**Task description**
Down to the last line, set down the material below exactly, excluding pictures.

**Data for this exercise**
Segment Open
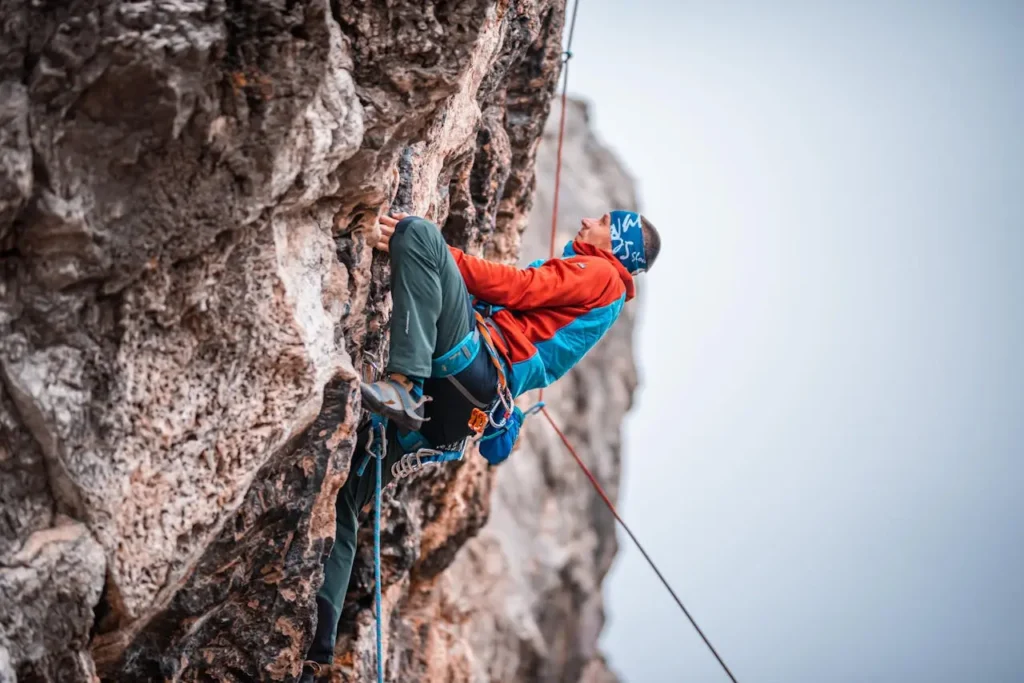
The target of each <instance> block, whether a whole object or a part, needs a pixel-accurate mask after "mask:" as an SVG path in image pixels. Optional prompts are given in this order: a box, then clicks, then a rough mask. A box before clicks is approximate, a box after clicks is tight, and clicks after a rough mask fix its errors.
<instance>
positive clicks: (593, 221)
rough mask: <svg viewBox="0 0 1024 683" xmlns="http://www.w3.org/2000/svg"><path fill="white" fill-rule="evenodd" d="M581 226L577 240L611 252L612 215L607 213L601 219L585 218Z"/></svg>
mask: <svg viewBox="0 0 1024 683" xmlns="http://www.w3.org/2000/svg"><path fill="white" fill-rule="evenodd" d="M580 224H581V227H580V231H579V232H578V233H577V240H579V241H580V242H586V243H587V244H589V245H593V246H595V247H597V248H598V249H604V250H606V251H611V214H607V213H606V214H604V215H603V216H601V217H600V218H584V219H583V220H581V221H580Z"/></svg>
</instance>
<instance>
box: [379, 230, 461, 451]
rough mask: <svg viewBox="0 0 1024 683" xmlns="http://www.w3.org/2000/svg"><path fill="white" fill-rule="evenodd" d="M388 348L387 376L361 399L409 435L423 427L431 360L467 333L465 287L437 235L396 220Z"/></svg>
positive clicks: (454, 262) (444, 243) (444, 247)
mask: <svg viewBox="0 0 1024 683" xmlns="http://www.w3.org/2000/svg"><path fill="white" fill-rule="evenodd" d="M390 253H391V299H392V303H393V308H392V314H391V343H390V347H389V353H388V364H387V373H388V377H387V378H385V379H384V380H382V381H379V382H375V383H373V384H364V385H362V400H364V404H365V407H366V408H367V409H368V410H370V411H371V412H374V413H378V414H380V415H383V416H385V417H387V418H389V419H391V420H392V421H394V422H395V423H396V424H397V425H398V426H400V427H402V428H403V429H407V430H409V431H417V430H419V429H420V427H421V426H422V424H423V417H424V409H423V401H424V396H423V381H424V380H425V379H426V378H428V377H429V376H430V361H431V359H433V358H435V357H438V356H440V355H442V354H443V353H445V352H446V351H449V350H451V349H452V348H454V347H455V345H456V344H458V343H459V342H460V341H462V339H463V337H465V335H466V334H467V333H468V332H469V323H468V318H467V314H466V313H467V310H466V299H467V293H466V285H465V283H464V282H463V280H462V275H461V274H460V273H459V267H458V266H457V265H456V263H455V259H454V258H452V254H451V252H450V251H449V249H447V245H446V244H445V243H444V238H443V236H441V233H440V230H438V229H437V227H436V226H435V225H434V224H433V223H431V222H430V221H428V220H425V219H423V218H418V217H410V218H406V219H404V220H402V221H400V222H399V223H398V224H397V225H396V226H395V230H394V234H393V236H392V237H391V242H390Z"/></svg>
Segment Closed
**Solved problem**
The target of each <instance> block, whether a whole object or a part, needs a pixel-accurate mask after "mask:" as an SVG path in image pixels. Optional prompts are given in this order: a box, then clicks, then a rough mask. A box before clicks is approximate, a box after clicks is tight, and clicks after a rough mask fix its errors.
<instance>
positive clicks: (593, 221)
rough mask: <svg viewBox="0 0 1024 683" xmlns="http://www.w3.org/2000/svg"><path fill="white" fill-rule="evenodd" d="M581 226L577 240L611 252L612 215L607 213L601 219L585 218Z"/></svg>
mask: <svg viewBox="0 0 1024 683" xmlns="http://www.w3.org/2000/svg"><path fill="white" fill-rule="evenodd" d="M580 224H581V227H580V231H579V232H578V233H577V240H579V241H580V242H586V243H587V244H589V245H593V246H595V247H597V248H598V249H604V250H606V251H611V214H607V213H606V214H604V215H603V216H601V217H600V218H584V219H583V220H581V221H580Z"/></svg>
</instance>
<instance>
box: [379, 230, 461, 451]
rough mask: <svg viewBox="0 0 1024 683" xmlns="http://www.w3.org/2000/svg"><path fill="white" fill-rule="evenodd" d="M388 348L387 376L361 399L409 435L423 427L431 360L467 333L465 287L437 235L396 220Z"/></svg>
positive clicks: (454, 262) (444, 243) (444, 247)
mask: <svg viewBox="0 0 1024 683" xmlns="http://www.w3.org/2000/svg"><path fill="white" fill-rule="evenodd" d="M390 253H391V299H392V303H393V308H392V314H391V343H390V347H389V353H388V364H387V373H388V377H387V378H385V379H384V380H382V381H379V382H375V383H373V384H364V385H362V400H364V404H365V407H366V408H367V409H368V410H370V411H371V412H374V413H378V414H380V415H383V416H385V417H387V418H389V419H391V420H392V421H394V422H395V423H396V424H397V425H398V426H400V427H402V428H403V429H407V430H409V431H417V430H419V429H420V427H421V426H422V424H423V417H424V409H423V401H424V396H423V381H424V380H425V379H426V378H428V377H429V376H430V361H431V359H433V358H435V357H438V356H440V355H442V354H443V353H445V352H446V351H449V350H451V349H452V348H454V347H455V345H456V344H458V343H459V342H460V341H462V339H463V337H465V335H466V334H467V333H468V332H469V323H468V318H467V314H466V313H467V310H466V299H467V293H466V285H465V283H464V282H463V280H462V275H461V274H460V273H459V267H458V266H457V265H456V263H455V259H454V258H452V254H451V252H450V251H449V249H447V245H446V244H445V243H444V238H443V236H441V233H440V230H438V229H437V227H436V226H435V225H434V224H433V223H431V222H430V221H428V220H425V219H423V218H418V217H410V218H406V219H404V220H402V221H400V222H399V223H398V224H397V225H396V226H395V230H394V234H393V236H392V237H391V242H390Z"/></svg>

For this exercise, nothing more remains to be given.